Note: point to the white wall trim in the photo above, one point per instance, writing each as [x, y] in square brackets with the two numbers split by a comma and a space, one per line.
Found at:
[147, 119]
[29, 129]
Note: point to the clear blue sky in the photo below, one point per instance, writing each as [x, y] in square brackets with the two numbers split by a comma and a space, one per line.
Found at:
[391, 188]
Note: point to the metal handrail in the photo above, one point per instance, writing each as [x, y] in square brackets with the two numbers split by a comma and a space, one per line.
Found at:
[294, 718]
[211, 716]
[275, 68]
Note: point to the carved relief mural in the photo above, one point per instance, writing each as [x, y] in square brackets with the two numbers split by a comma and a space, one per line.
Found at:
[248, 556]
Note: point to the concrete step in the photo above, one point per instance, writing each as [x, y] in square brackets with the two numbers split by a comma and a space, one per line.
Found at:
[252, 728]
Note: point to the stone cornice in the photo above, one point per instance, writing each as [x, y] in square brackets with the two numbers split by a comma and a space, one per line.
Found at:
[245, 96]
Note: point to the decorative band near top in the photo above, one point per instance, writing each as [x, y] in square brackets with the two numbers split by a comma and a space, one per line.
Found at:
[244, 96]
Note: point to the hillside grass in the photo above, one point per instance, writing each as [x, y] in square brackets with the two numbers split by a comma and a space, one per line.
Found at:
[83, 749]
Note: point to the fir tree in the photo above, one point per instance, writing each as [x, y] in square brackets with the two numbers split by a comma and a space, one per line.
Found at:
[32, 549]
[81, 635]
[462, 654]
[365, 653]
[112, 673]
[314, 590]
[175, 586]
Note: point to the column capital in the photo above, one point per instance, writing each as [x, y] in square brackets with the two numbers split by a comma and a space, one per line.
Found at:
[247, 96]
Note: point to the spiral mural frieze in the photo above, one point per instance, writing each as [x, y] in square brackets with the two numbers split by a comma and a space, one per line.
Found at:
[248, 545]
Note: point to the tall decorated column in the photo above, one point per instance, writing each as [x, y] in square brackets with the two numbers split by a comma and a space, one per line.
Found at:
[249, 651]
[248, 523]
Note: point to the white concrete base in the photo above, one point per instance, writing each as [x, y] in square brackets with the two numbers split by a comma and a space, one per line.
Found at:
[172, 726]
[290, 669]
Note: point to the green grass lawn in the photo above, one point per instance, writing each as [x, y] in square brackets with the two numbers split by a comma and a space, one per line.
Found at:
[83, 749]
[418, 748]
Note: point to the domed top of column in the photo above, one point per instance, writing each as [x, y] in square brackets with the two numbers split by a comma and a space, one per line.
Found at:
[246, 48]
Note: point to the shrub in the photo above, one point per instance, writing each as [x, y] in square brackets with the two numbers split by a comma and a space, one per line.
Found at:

--------

Brief :: Type out the entries again, word for word.

Task response ::
Note: point to the white wall trim in the photo above, one point per instance, writing each as [x, y] in square brackets with the two numbers split by a comma and a space, one per line.
Found at:
[147, 119]
[29, 129]
Note: point to the clear blue sky in the photo below, one point per instance, writing each as [x, y] in square brackets with the two numbers split by a comma and a space, one per line.
Found at:
[391, 188]
Note: point to the metal handrail in the photo above, one point per instance, writing each as [x, y] in square brackets with the two numbers split by a comma and a space, one per line.
Found at:
[294, 718]
[211, 716]
[275, 68]
Note: point to the carved relief mural in the photo above, one point per instance, writing each as [x, y] in square brackets with the two numbers split by a comma and a space, one per line.
Found at:
[248, 556]
Note: point to the concrete step in the photo above, one point per instance, writing each as [x, y] in square brackets with the two numbers split by a comma and a space, one per line.
Found at:
[252, 728]
Note: point to the stone cornice in the photo above, one point per instance, writing each as [x, y] in square brackets with the two numbers split by a comma and a space, one per line.
Found at:
[245, 96]
Note: point to the decorative band near top in the photo above, one point per instance, writing each as [x, y] in square brackets with the two numbers split by a comma and a space, one per line.
Found at:
[244, 96]
Note: point to the hillside grass in the photo above, one point per instance, writing each as [x, y] in square brackets with the two numbers split by a comma and a space, one per line.
Found at:
[83, 749]
Note: point to the fir tree in the photo above, one point per instance, writing each as [x, y] in square brackets with the two numbers split by a comma and a space, one per line.
Found at:
[32, 549]
[81, 635]
[462, 654]
[365, 653]
[112, 673]
[314, 590]
[175, 586]
Note: point to the column capital in the photo above, one point per instance, writing each as [x, y] in square brackets with the two numbers split by a comma and a space, one per line.
Found at:
[247, 96]
Note: point to the spiral mural frieze in the photo above, one point per instance, writing each as [x, y] in square brackets with the two numbers split by a comma and a space, one per line.
Found at:
[248, 545]
Note: point to the tall decorated column in the photo above, one point per instance, writing each as [x, y] in square brackets with the two numbers split by a comma and a space, one per line.
Found at:
[249, 651]
[248, 523]
Note: point to the white concrete base in the photo above, one point per instance, writing each as [x, y] in square brackets with the two numbers split by a comma and a space, one per line.
Found at:
[172, 726]
[290, 669]
Note: point to the green grass lawn in the photo above, one point per instance, writing each as [x, y] in square brackets with the two numbers split by a comma and a space, one per line.
Found at:
[83, 749]
[418, 748]
Note: point to the domed top of column in the photo above, one point per instance, writing each as [x, y] in square brackets with the two numbers split by a comma and a space, one per line.
Found at:
[246, 48]
Note: point to the shrub in the photo above, one point per instance, writing each as [x, y] in square brackets with the two numbers split by a comma and a space, one per line.
Found at:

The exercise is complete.